**EXTRACT PROVIDED**
Ph.D. Proposal
Waheed Bello
(Advisor: Prof. Kai James)
"Application Of Topology Optimization Methods To The Optimal Design Of High-Performance Heat Exchangers"
Friday, October 11th
10:00 a.m.
Montgomery-Knight Building, Room 317
Abstract
Heat exchangers are essential in aerospace applications, where effective thermal management is required for the reliability and performance of aircraft and spacecraft systems. These devices are required to be compact and lightweight while also operating under extreme environmental conditions. Topology optimization, which has successfully been applied to the design of efficient light weight structures, offers the potential to create heat exchangers with unconventional configurations that enhance overall system performance.

**Position annotation records**

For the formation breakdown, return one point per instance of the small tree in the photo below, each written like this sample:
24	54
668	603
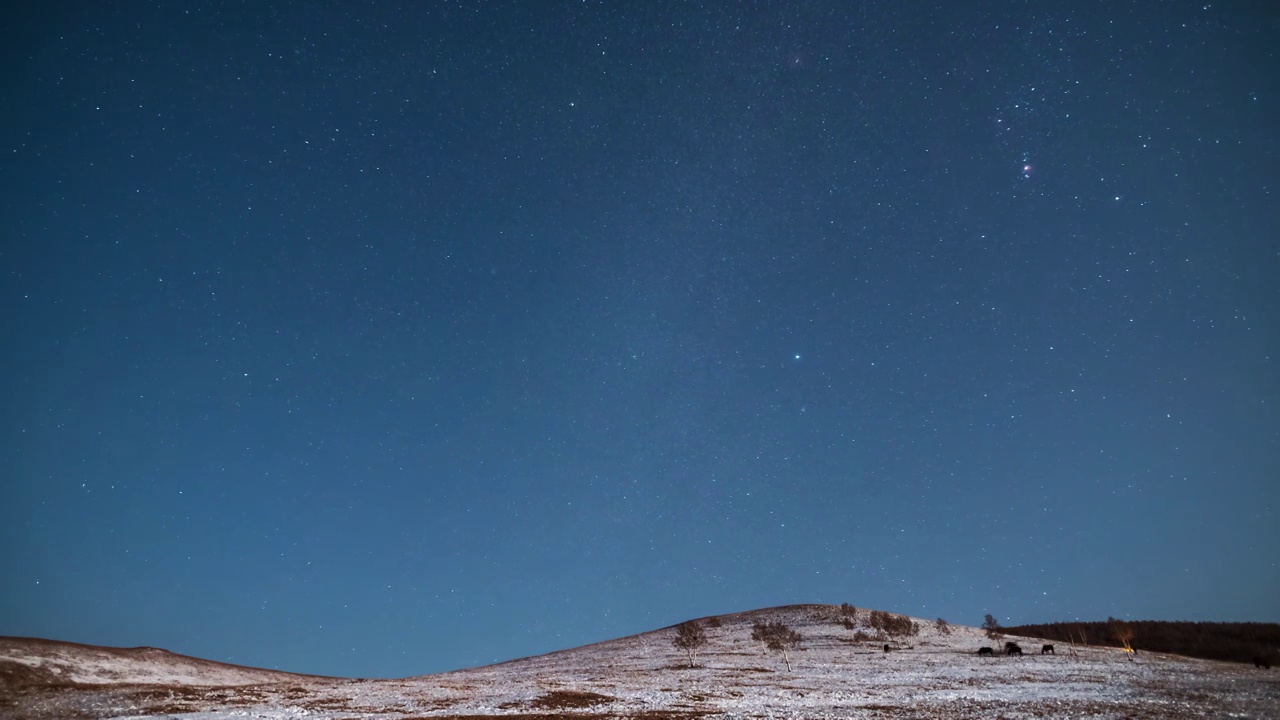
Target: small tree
689	638
992	627
778	638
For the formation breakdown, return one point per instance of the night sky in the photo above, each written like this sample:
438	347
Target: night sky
378	340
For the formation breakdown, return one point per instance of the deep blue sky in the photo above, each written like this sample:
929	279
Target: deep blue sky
376	340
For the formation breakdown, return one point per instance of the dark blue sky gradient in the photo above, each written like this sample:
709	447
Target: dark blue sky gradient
379	340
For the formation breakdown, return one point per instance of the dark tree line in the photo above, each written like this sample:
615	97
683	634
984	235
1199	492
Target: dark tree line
1237	642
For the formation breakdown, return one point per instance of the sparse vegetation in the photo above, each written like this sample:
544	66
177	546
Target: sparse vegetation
992	627
690	637
894	625
777	637
1237	642
1121	632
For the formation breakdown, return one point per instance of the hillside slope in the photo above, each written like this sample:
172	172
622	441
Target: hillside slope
840	671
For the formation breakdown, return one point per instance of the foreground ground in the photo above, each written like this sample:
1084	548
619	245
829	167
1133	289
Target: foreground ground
933	674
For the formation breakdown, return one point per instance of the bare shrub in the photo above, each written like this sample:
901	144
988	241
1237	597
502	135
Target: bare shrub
894	625
777	637
992	627
689	638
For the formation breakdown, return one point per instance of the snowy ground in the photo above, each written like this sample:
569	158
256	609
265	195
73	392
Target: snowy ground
929	675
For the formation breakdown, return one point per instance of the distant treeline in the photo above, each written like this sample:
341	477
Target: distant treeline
1237	642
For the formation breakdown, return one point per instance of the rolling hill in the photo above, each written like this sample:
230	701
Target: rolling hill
840	670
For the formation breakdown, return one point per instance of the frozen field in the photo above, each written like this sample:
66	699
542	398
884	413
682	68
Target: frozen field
931	675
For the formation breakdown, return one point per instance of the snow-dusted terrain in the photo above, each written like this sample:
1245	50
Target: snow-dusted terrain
932	674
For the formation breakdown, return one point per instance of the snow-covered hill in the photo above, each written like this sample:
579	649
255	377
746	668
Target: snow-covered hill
837	673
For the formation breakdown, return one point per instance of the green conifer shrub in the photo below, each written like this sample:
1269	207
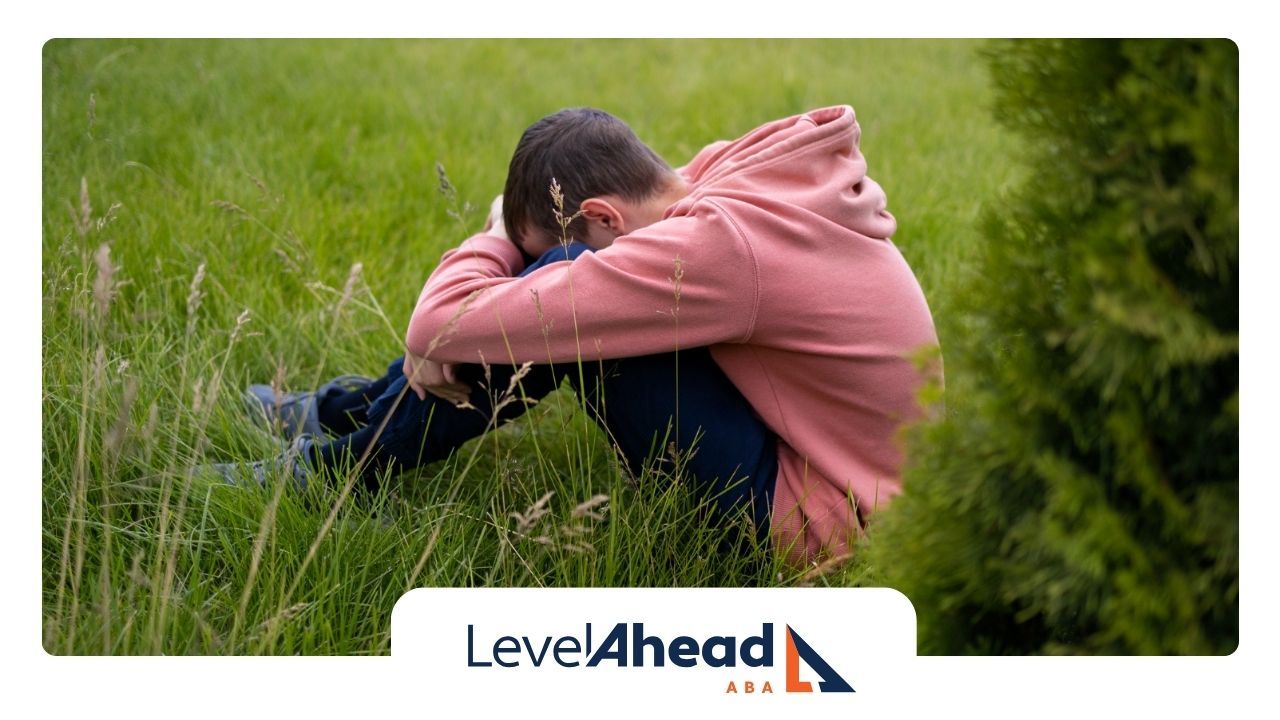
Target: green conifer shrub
1080	492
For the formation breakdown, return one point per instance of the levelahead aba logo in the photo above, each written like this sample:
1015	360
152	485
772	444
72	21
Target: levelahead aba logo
748	660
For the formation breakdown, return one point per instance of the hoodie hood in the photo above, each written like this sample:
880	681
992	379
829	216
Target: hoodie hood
809	162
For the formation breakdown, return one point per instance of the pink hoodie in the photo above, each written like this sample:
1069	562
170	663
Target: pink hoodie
787	274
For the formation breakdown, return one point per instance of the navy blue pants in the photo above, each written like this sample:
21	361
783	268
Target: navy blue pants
725	450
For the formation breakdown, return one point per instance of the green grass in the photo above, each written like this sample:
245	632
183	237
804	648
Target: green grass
278	165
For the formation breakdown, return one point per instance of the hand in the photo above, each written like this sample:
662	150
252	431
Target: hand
439	379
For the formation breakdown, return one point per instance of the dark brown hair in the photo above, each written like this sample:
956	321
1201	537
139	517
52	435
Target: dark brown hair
589	153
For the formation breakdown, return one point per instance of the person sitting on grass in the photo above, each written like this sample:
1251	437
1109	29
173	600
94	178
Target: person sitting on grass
750	300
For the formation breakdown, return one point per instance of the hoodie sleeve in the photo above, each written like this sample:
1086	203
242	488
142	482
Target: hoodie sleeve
682	282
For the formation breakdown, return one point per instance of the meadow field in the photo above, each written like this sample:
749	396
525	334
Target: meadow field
218	213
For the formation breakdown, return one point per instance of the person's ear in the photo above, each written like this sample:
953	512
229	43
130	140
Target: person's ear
599	213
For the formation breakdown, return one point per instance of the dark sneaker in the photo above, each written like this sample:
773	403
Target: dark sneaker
293	461
297	413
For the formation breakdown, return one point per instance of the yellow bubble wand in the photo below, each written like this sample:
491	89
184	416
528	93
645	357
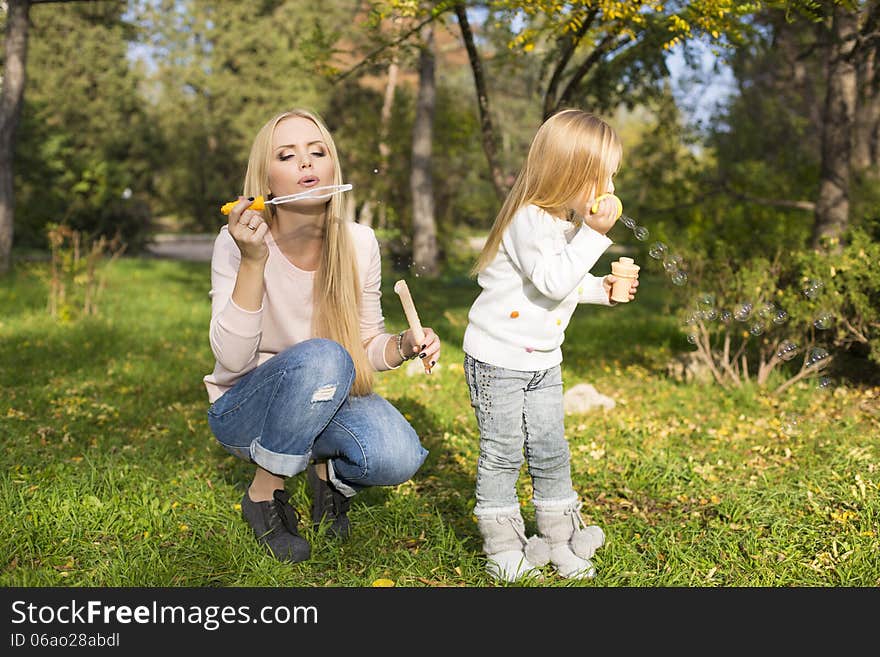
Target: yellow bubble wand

**TASK BRIEF**
Please quote the heat exchanger proposal word for word, starting at "Ph.D. Proposal" and ending after "overall system performance.".

**FINISHED ANSWER**
Ph.D. Proposal
Waheed Bello
(Advisor: Prof. Kai James)
"Application Of Topology Optimization Methods To The Optimal Design Of High-Performance Heat Exchangers"
Friday, October 11th
10:00 a.m.
Montgomery-Knight Building, Room 317
Abstract
Heat exchangers are essential in aerospace applications, where effective thermal management is required for the reliability and performance of aircraft and spacecraft systems. These devices are required to be compact and lightweight while also operating under extreme environmental conditions. Topology optimization, which has successfully been applied to the design of efficient light weight structures, offers the potential to create heat exchangers with unconventional configurations that enhance overall system performance.